## SELECTED EXCERPT
* Start *
J. J. M. Halls et al., Nature 376 (1995), 498 proposed a photovoltaic cell comprising two continuous separated phases of conjugated polymers. In order to prepare this cell, a solution of a mixture of polymers was spincast onto a substrate. The mixture spontaneously separated into a dendritic bicontinuous phase with phase separation on a nanometer scale. Accordingly, the average distance between the point of light absorption and the junction between the two polymer phases was reduced to be less than the mean free paty of the quasiparticles created by the light absorption. In a solar cell prepared by the above-mentioned process each phase was in contact with both electrodes. In a further paper by M. Granström et al., Nature 395 (1998), 257 it was proposed to apply each of the two polymers to a separate substrate coated with an appropriate electrode and laminate the two parts thus created together in order to form a solar cell.
Although these approaches overcome the problem of a high temperature sintering step encountered with the metal oxide structures, they still have a drawback in that the interface between the two phases is established in a random manner so that the potential benefits of an interface having variations on a nanometer scale can not be fully achieved.
It is the object of the present invention to provide a method of preparing an electronic structure having variations on a nanometer scale with high predictability and in a controlled manner and to provide a new class of such structures having more precisely defined features on a nanometer scale.
This object is accomplished by an electronic device comprising two adjacent regions of materials with different electric properties, which is characterized in that one of the regions is formed by a columnar structure of a discotic liquid crystal material, said structure having interspaces defined between columns of said discotic liquid crystal material, said interspaces being part of the other region and comprising a second material having electric properties different from that of said discotic liquid crystal. Preferably, the columnar structure is stabilized, e.g. by cross-linking or by other suitable means, so that it is especially thermally and chemically stable and the columnar order is not destroyed or disturbed during the operation of the device, e.g. when heating up. A typical length scale for the interspaces is less than 100 nm and for most applications less than 10 nm.
Said two regions may form a bicontinuous phase separated system, the two phases interleaving each other in the region of the columns.
The invention may provide that the interspaces are filled with an amorphous phase.
Alternatively, it may be provided that the device comprises intercalated columns of two different discotic materials.
According to a specific embodiment said discotic material and said second material filling the interspaces between the columns of said discotic material are of a different conductivity type (p-type, n-type) so that a p-n junction is formed in the region of said columns.
* End *
## MATERIAL PROVIDED
* Start *
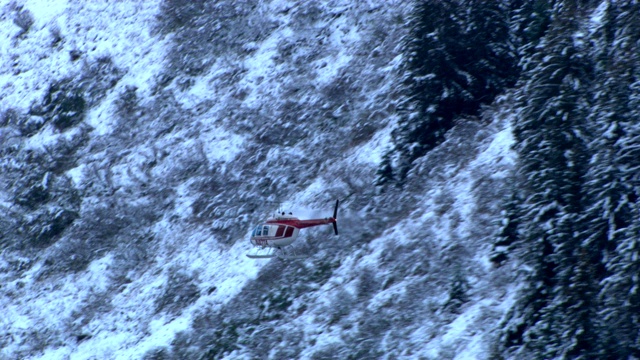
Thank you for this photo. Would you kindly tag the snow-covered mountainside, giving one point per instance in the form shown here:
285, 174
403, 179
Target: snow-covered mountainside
141, 141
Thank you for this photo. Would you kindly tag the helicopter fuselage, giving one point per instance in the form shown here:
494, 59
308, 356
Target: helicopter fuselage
282, 230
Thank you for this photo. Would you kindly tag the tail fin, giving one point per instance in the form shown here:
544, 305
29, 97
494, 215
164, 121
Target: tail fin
335, 217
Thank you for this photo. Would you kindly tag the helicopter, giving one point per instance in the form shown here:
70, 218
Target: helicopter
272, 237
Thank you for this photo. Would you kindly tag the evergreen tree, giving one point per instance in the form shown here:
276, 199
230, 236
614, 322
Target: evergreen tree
458, 56
615, 183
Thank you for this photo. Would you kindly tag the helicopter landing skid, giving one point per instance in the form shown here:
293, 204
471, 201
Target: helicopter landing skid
288, 254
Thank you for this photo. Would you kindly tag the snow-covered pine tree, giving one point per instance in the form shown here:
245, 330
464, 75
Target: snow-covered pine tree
551, 142
457, 58
615, 184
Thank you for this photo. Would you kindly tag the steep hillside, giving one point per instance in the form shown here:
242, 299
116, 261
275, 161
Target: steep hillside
141, 141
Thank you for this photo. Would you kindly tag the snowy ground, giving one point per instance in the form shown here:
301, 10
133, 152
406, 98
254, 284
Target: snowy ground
* End *
## REQUIRED WORK
Reproduce the stretch of the discotic liquid crystal passage from "The invention may" through "different discotic materials.". The lines above aren't needed for this work.

## EXPECTED ANSWER
The invention may provide that the interspaces are filled with an amorphous phase.
Alternatively, it may be provided that the device comprises intercalated columns of two different discotic materials.